▸ Task to complete: Return the lines below exactly as they are, starting at the beginning of the items and stopping after the line that contains "point(309, 242)".

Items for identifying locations
---

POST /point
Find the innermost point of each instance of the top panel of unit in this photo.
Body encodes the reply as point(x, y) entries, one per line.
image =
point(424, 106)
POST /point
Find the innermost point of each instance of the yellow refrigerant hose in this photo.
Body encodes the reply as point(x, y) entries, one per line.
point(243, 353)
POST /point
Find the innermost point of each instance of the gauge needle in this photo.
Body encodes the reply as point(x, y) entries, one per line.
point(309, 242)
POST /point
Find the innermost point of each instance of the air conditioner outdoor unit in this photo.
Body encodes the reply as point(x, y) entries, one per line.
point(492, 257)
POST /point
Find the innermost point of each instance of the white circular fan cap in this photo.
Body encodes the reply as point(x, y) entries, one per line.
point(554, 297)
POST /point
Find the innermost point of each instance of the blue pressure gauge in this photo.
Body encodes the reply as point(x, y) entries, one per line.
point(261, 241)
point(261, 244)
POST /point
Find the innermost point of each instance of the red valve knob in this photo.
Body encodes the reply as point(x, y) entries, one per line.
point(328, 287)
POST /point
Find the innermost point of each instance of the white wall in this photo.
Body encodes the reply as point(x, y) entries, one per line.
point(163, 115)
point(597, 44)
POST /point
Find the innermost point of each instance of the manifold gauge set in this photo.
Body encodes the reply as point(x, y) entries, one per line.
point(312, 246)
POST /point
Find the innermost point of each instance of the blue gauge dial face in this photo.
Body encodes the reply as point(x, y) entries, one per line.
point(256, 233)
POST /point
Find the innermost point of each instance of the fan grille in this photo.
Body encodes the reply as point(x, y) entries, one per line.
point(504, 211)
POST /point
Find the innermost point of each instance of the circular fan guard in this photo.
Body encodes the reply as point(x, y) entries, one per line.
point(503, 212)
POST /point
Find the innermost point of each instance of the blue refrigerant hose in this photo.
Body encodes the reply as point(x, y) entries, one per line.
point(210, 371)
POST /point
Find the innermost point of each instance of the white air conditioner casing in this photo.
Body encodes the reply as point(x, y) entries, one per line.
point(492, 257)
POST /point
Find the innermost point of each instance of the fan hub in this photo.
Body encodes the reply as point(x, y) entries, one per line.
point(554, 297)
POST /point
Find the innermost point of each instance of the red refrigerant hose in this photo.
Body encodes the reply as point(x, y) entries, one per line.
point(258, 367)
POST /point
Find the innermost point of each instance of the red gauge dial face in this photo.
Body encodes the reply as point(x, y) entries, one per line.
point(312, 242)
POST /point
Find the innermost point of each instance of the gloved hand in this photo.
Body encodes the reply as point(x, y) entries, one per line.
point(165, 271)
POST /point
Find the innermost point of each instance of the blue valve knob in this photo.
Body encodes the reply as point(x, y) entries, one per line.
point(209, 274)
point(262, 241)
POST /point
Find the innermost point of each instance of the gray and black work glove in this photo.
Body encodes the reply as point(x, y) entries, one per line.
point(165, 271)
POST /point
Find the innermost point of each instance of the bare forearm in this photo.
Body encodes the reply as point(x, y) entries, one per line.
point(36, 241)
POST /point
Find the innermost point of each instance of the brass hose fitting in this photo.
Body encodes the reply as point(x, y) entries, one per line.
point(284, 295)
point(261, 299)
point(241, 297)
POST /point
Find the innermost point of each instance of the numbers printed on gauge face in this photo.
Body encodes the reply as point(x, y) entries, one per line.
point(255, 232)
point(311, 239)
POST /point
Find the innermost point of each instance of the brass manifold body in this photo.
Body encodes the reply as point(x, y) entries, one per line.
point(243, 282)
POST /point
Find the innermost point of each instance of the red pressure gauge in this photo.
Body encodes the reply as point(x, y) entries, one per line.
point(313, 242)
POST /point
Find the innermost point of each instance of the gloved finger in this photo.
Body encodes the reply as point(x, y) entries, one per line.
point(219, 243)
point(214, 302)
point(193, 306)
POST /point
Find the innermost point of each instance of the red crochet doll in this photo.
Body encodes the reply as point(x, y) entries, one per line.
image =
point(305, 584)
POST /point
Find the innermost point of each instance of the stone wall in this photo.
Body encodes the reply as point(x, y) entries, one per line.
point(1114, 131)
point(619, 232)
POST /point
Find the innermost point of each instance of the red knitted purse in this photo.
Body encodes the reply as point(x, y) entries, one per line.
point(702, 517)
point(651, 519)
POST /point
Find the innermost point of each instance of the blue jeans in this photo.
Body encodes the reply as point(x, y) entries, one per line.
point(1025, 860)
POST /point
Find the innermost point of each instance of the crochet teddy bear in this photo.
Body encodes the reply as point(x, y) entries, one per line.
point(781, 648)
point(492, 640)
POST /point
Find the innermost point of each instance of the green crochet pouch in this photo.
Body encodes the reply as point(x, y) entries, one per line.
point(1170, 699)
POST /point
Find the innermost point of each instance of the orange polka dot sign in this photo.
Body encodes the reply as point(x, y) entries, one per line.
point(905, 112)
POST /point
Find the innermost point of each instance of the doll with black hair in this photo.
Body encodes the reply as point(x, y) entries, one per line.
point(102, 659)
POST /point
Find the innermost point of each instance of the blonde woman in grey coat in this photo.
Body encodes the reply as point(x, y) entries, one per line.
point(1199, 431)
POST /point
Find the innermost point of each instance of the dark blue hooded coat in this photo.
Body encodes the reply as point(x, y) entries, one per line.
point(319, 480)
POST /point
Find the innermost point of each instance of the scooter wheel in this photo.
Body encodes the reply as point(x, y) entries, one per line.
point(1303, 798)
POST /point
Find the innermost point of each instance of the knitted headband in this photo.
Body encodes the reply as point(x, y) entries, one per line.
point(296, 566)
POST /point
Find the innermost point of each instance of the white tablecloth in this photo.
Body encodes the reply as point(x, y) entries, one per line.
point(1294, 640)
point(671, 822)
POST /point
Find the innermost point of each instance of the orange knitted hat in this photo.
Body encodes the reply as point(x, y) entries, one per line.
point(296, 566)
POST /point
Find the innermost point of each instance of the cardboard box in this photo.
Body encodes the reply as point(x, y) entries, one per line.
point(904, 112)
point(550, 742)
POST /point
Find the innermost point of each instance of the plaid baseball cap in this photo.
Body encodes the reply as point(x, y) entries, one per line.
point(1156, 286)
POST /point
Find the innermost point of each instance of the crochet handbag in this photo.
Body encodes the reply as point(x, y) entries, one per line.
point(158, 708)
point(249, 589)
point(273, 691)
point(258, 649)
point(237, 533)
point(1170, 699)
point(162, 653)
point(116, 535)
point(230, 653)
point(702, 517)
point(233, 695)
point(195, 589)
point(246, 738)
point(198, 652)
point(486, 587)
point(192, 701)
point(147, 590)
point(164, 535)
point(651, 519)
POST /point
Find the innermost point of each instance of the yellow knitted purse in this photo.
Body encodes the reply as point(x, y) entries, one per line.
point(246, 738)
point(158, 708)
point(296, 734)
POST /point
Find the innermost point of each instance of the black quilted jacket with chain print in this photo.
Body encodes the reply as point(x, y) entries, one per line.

---

▸ Problem solution:
POST /point
Find the innermost point of each instance of the top panel of unit in this photo.
Body encodes the reply as point(x, y) entries, one per line.
image =
point(424, 106)
POST /point
Find the innermost point of each instance of the yellow refrigerant hose in this photo.
Body encodes the reply as point(x, y) entries, one per line.
point(243, 353)
POST /point
Find the innermost point of each instance of the gauge needle in this photo.
Body encodes the reply as point(x, y) entries, one per line.
point(309, 242)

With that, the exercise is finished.